STATED GOAL 1
What container runtime does Rancher Kubernetes use, according to the Kubernetes notes?
STATED GOAL 2
Reproduce the Kubernetes notes from "Useful article" to "Requests & Limits (Containers)".
STATED GOAL 3
Take the Kubernetes notes further, picking up right after their last sentence.

EXCERPTED TEXT
---+---
# Kubernetes

Rancher Kubernetes is using Docker as container runtime/engine.

Kubernetes internal communication): <KUBERNETES_SERVICE_NAME>:<APPLICATION_PORT>

Kubernetes internal communication (pods in different namespaces): <KUBERNETES_SERVICE_NAME>.<KUBERNETES_NAMESPACE>:<APPLICATION_PORT>

# Resources

# Secrets

A Secret is an object that contains a small amount of sensitive data such as a password, a token, or a key. Such information might otherwise be put in a Pod specification or in a container image. Using a Secret means that you don't need to include confidential data in your application code.

# Creating Secrets

Kubectl (example for USERNAME and PASSWORD)

kubectl create secret generic <SECRET_NAME> -n <NAMESPACE> --from-literal=<USERNAME_VARIABLE>=<USERNAME> --from-literal=<PASSWORD_VARIABLE>=<PASSWORD>

YAML

apiVersion: v1
kind: Secret
metadata:
 name: <SECRET_NAME>
stringData:
 <USERNAME_VARIABLE>: <USERNAME>
 <PASSWORD_VARIABLE>: <PASSWORD>

Useful article

# Resource Management

By default, containers run with unbounded compute resources on a Kubernetes cluster. With resource quotas, cluster administrators can restrict resource consumption and creation on a namespace basis. Within a namespace, a Pod or Container can consume as much CPU and memory as defined by the namespace's resource quota or by its limits. -> Basic Resource Management

# Requests & Limits (Containers)

*When you specify a Pod, you can optionally specify how much of each resource a container needs.
---+---
Point annotation records
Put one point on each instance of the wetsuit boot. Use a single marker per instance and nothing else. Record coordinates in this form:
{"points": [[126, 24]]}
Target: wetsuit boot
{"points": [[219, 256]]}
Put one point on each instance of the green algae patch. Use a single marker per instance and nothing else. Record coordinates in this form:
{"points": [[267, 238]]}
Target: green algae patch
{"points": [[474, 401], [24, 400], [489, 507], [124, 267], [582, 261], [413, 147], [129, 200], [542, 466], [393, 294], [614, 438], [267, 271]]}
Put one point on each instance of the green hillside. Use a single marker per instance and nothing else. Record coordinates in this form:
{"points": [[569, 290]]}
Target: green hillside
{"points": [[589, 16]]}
---+---
FINAL RESULT 1
Docker

FINAL RESULT 2
Useful article

# Resource Management

By default, containers run with unbounded compute resources on a Kubernetes cluster. With resource quotas, cluster administrators can restrict resource consumption and creation on a namespace basis. Within a namespace, a Pod or Container can consume as much CPU and memory as defined by the namespace's resource quota or by its limits. -> Basic Resource Management

# Requests & Limits (Containers)

FINAL RESULT 3
  • Requests: When you specify the resource request for containers in a Pod, the kube-scheduler uses this information to decide which node to place the Pod on and reserves at least the request amount of that system resource specifically for that container to use.
  • Limits: When you specify a resource limit for a container, the kubelet enforces those limits so that the running container is not allowed to use more of that resource than the limit you set.

Note: If a container specifies its own cpu/memory limit, but does not specify a cpu/memory request, Kubernetes automatically assigns a cpu/memory request that matches the limit.

# Example: Request & Limit

...
    resources:
      requests:
        cpu: "100m"
        memory: "50Mi"
      limits:
        cpu: "1500m"
        memory: "500Mi"

# Compute Resource Quotas (Namespace)

A resource quota, defined by a ResourceQuota object, provides constraints that limit aggregate resource consumption (REQUESTS & LIMITS) per namespace. It can limit the quantity of objects that can be created in a namespace by type, as well as the total amount of compute resources that may be requested or limited by resources in that namespace.

# Limit Ranges

A LimitRange is a policy to constrain resource allocations (to Pods or Containers) in a namespace and can provides constraints that can:

  • Enforce minimum and maximum compute resources usage per Pod or Container in a namespace.
  • Enforce minimum and maximum storage request per PersistentVolumeClaim in a namespace.
  • Enforce a ratio between request and limit for a resource in a namespace.
  • Set default request/limit for compute resources in a namespace and automatically inject them to Containers at runtime.

# Example Limit Range

apiVersion: v1
kind: LimitRange
metadata:
  name: default-limit-range
spec:
  limits:
  - default:
      cpu: 300m
      memory: 20Mi
    defaultRequest:
      cpu: 50m
      memory: 10Mi
    type: Container

# Known-Errors

Error: Create Pod ... failed error: pods "..." is forbidden: failed quota: <YOUR_QUOTA>: must specify limits.cpu,limits.memory Solution: Add limits to your container deployment.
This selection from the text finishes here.